> _Material provided_:
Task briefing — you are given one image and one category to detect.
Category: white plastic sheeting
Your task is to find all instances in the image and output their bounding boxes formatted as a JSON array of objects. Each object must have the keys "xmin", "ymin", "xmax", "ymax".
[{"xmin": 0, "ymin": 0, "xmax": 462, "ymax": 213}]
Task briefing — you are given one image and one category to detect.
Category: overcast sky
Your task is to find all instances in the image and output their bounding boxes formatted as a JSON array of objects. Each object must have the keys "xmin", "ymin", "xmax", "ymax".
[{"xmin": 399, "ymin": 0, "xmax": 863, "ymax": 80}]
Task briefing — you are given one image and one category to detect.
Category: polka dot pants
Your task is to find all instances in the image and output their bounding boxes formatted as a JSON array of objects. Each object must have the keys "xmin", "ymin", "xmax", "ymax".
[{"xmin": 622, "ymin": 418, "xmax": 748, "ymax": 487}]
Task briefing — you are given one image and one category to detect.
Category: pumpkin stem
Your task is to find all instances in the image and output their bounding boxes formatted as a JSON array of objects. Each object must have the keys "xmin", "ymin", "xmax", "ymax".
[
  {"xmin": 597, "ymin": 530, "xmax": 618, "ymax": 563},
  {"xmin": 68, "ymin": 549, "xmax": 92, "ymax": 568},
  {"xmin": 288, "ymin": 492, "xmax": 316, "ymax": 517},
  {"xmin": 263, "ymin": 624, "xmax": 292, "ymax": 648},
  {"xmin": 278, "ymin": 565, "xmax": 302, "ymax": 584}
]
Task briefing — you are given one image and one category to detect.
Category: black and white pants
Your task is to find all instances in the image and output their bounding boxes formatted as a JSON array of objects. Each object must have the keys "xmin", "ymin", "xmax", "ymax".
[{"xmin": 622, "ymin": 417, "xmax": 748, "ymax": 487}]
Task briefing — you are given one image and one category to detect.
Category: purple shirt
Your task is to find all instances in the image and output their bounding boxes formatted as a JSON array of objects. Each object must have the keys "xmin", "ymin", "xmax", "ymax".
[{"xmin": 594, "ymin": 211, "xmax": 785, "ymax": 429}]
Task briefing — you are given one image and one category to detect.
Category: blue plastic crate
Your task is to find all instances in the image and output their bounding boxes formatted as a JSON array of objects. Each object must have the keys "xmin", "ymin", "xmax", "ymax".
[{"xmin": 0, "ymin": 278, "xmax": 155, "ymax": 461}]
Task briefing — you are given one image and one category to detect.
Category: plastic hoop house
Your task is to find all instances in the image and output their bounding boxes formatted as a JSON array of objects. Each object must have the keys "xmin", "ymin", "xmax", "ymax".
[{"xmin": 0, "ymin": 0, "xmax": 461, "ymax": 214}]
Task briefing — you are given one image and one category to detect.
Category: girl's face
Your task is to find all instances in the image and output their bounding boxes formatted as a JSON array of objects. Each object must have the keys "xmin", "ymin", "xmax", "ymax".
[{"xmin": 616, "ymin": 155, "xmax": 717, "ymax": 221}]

> _Written instruction_: Report every line of the records above that contains the word "pants", copying each such line in full.

> _Reply_:
Category: polka dot pants
Category: black and white pants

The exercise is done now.